*Task to complete*: Copy out all the entries word for word.

Stored items:

-=-=-

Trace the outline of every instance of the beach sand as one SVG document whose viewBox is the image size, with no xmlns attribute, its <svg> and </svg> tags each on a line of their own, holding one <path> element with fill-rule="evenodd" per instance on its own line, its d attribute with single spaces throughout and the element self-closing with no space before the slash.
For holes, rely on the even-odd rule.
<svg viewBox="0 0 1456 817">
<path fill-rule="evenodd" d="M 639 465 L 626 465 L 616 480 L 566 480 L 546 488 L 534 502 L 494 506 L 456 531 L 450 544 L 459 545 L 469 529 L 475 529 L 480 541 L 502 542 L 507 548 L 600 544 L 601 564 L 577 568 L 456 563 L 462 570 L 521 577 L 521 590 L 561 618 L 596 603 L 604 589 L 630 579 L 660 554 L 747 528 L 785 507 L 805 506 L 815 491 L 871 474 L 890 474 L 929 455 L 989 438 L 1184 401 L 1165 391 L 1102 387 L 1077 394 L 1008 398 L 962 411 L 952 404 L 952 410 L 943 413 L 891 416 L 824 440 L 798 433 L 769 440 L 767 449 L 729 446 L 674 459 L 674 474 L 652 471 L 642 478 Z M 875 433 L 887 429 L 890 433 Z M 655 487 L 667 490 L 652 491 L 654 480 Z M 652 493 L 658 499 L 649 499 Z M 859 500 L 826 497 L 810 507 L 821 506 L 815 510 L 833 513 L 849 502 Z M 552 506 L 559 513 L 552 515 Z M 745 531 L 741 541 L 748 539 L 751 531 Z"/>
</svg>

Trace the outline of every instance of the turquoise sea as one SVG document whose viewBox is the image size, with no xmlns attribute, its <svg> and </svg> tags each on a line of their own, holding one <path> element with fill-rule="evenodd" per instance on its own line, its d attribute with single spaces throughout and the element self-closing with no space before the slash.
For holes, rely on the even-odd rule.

-=-=-

*Written solution*:
Trace the outline of every instance of the beach sand as one SVG document whose viewBox is the image size, with no xmlns attribute, its <svg> and </svg> tags each on a line of their own, holding one <path> element with fill-rule="evenodd" per instance on its own line, its d attribute with single spaces throughout and the element self-closing with no space before the slash.
For holes, rely on the even-odd rule.
<svg viewBox="0 0 1456 817">
<path fill-rule="evenodd" d="M 639 465 L 626 465 L 616 480 L 566 480 L 546 488 L 534 502 L 494 506 L 456 531 L 450 544 L 459 545 L 469 529 L 475 529 L 480 541 L 502 542 L 507 548 L 600 544 L 601 564 L 577 568 L 456 563 L 462 570 L 521 577 L 521 590 L 561 618 L 596 603 L 604 589 L 630 579 L 660 554 L 747 528 L 785 507 L 805 506 L 815 491 L 871 474 L 890 474 L 929 455 L 989 438 L 1184 401 L 1165 391 L 1102 387 L 1077 394 L 1008 398 L 962 411 L 952 404 L 952 410 L 943 413 L 891 416 L 824 440 L 798 433 L 769 440 L 767 449 L 729 446 L 674 459 L 674 474 L 652 471 L 642 478 Z M 875 433 L 887 429 L 890 433 Z M 655 487 L 667 490 L 652 491 L 654 480 Z M 652 493 L 658 499 L 649 499 Z M 859 500 L 826 497 L 810 507 L 821 506 L 815 510 L 833 513 L 849 502 Z M 552 506 L 559 513 L 552 515 Z M 745 531 L 741 541 L 748 539 L 751 531 Z"/>
</svg>

Trace the outline of every instance of the turquoise sea as one SVG document whose viewBox is the image size, with no xmlns attribute, its <svg> and </svg> tags each on a line of their own, holding one <path> element with fill-rule="evenodd" per instance on its own line, its d attribute with single spaces throughout and the element self-closing with no space before the slash.
For holes, rely on the even-odd rule.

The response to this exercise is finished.